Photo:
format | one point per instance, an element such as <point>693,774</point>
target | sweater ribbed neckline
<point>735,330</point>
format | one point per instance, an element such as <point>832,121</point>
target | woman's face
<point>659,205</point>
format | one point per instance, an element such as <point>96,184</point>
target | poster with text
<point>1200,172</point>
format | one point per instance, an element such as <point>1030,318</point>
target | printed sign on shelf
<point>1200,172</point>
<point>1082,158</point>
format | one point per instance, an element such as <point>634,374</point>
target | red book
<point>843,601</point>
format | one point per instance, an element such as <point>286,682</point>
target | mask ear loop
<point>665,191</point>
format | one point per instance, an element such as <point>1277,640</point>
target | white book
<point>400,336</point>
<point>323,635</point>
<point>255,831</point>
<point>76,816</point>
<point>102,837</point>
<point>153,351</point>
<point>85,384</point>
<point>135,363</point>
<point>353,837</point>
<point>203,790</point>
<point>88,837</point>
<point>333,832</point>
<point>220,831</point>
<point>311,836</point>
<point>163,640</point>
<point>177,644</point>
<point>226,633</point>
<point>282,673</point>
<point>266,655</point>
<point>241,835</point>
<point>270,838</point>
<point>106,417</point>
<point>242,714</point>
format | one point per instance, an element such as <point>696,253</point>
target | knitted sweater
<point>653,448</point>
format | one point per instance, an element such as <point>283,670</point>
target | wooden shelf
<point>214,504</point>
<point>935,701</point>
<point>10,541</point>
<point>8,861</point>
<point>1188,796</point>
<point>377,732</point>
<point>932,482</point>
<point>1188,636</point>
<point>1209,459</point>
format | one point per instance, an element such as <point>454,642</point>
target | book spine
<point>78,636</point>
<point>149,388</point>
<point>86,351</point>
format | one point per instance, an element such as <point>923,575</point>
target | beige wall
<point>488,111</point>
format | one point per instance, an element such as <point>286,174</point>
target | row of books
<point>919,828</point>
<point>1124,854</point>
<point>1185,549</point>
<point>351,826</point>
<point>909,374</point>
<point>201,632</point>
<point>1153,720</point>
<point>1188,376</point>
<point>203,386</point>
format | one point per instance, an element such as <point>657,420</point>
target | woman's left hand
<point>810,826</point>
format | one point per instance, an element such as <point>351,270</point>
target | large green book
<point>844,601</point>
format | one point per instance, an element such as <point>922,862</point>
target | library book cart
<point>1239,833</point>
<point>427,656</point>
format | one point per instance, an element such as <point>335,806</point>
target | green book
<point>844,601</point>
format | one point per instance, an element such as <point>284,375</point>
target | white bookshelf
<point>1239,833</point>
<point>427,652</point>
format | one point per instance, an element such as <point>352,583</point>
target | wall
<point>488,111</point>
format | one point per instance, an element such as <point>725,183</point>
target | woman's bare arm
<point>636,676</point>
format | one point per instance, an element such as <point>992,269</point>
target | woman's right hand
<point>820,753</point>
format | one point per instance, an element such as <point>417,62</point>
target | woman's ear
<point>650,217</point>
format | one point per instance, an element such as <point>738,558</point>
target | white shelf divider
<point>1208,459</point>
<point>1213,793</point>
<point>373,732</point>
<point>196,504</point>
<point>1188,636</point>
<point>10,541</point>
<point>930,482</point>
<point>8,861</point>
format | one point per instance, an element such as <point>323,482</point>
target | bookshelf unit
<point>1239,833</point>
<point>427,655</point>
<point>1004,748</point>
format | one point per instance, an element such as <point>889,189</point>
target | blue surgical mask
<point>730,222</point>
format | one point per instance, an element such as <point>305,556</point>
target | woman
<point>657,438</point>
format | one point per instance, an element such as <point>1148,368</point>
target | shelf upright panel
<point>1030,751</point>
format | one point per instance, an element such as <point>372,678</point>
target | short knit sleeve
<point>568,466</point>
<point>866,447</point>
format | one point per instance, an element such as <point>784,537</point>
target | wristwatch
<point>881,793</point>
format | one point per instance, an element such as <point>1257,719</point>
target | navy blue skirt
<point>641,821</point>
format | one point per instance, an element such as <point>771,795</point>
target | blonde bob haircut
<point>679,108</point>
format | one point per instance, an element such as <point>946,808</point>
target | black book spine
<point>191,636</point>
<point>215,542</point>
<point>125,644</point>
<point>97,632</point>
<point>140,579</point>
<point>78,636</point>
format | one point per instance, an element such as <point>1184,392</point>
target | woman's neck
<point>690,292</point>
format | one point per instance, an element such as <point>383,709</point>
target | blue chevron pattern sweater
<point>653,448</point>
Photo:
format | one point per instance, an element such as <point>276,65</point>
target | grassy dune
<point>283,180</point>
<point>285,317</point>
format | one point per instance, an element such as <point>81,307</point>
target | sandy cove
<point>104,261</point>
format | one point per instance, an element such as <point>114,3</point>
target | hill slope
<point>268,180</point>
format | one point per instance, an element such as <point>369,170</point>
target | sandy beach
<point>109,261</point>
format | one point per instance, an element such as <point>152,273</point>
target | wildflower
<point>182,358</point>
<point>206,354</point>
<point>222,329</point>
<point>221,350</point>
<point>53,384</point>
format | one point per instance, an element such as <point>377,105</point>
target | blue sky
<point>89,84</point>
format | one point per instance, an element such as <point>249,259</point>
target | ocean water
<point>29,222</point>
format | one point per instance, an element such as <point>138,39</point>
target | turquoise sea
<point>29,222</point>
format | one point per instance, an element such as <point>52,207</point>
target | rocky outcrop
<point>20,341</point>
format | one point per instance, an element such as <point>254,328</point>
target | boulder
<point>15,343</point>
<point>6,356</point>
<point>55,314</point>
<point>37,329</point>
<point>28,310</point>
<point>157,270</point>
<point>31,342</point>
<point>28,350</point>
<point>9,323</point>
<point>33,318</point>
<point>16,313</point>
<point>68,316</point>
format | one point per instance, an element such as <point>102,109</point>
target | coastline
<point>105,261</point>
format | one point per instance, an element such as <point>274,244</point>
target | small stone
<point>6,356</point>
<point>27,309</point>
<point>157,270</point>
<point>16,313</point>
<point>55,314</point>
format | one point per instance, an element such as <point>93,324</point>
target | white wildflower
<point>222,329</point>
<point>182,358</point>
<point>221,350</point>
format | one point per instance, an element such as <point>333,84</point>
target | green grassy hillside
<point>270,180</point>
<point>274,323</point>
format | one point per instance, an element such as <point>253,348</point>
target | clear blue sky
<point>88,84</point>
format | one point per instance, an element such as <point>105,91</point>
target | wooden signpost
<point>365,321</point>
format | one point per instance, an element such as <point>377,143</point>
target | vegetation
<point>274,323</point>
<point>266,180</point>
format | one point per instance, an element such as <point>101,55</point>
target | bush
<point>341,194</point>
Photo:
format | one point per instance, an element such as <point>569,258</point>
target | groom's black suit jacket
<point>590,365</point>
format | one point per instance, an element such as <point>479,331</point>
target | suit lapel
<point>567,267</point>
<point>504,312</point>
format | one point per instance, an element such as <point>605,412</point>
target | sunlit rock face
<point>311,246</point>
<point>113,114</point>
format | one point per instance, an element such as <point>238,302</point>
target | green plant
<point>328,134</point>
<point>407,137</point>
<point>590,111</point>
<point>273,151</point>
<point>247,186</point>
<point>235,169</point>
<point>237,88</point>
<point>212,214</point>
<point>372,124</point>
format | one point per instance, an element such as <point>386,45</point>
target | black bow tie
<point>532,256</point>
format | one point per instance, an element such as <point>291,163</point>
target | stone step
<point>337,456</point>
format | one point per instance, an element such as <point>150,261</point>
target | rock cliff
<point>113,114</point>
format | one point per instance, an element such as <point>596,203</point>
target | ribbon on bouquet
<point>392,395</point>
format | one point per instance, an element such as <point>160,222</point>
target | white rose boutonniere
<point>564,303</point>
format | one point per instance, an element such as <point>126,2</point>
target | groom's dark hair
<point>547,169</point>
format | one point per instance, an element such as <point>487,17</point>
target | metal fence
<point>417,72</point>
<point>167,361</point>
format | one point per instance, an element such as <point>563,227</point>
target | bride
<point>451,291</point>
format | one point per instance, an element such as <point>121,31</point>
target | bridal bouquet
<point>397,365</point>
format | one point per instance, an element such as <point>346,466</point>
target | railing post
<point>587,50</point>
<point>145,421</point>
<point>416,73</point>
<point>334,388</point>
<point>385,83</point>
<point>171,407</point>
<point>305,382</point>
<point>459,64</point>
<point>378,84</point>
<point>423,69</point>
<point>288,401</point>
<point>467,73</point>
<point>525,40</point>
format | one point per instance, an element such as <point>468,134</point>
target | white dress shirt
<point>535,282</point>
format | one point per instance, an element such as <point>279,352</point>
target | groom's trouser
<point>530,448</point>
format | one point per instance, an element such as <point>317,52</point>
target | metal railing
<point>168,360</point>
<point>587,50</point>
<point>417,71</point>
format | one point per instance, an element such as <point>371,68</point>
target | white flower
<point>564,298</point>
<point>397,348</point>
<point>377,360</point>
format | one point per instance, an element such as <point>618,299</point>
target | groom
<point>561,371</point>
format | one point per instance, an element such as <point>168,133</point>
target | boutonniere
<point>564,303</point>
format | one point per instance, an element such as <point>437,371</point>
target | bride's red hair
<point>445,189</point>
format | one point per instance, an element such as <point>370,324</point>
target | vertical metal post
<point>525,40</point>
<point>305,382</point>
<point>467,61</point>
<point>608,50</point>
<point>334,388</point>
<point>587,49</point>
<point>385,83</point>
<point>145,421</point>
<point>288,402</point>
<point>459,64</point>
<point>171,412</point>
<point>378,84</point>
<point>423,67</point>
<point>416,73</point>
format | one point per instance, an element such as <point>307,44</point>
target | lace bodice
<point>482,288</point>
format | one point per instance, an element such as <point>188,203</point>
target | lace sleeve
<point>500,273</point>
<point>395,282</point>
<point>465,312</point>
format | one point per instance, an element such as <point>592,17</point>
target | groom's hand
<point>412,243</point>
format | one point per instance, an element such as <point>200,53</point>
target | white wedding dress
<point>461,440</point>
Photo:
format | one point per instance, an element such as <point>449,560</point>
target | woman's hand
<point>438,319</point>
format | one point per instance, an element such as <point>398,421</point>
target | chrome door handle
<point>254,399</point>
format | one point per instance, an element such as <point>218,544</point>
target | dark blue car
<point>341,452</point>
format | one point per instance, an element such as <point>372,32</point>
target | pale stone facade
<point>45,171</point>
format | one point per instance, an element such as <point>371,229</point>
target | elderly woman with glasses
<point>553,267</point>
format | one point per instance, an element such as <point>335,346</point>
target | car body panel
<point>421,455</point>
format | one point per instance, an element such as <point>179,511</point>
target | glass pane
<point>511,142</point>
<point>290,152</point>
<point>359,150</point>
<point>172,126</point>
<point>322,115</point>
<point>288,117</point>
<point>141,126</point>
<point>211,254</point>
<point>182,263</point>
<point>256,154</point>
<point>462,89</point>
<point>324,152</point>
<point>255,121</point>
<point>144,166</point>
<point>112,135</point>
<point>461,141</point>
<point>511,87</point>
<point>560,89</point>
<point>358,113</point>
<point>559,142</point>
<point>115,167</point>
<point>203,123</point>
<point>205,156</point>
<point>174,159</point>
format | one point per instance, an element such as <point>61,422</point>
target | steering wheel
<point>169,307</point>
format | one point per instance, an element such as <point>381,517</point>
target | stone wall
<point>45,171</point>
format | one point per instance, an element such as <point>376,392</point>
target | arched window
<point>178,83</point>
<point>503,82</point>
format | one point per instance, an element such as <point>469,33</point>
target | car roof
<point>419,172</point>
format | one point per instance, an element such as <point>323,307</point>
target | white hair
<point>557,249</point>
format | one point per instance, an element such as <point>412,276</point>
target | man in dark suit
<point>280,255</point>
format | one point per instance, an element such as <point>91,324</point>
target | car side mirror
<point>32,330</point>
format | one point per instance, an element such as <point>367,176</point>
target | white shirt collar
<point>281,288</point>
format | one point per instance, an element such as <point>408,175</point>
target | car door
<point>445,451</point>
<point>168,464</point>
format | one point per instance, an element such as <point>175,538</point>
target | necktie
=-=-=-=-=
Goal >> Render the entries from the line containing "such as <point>386,45</point>" through the line containing "<point>337,456</point>", both included, as a JSON array of strings with one string per line and blank lines omitted.

Full solution >>
[
  "format | one point per instance, an element such as <point>386,45</point>",
  "target | black bow tie",
  "<point>532,256</point>",
  "format | one point per instance, an element such as <point>291,163</point>",
  "target | stone step",
  "<point>337,456</point>"
]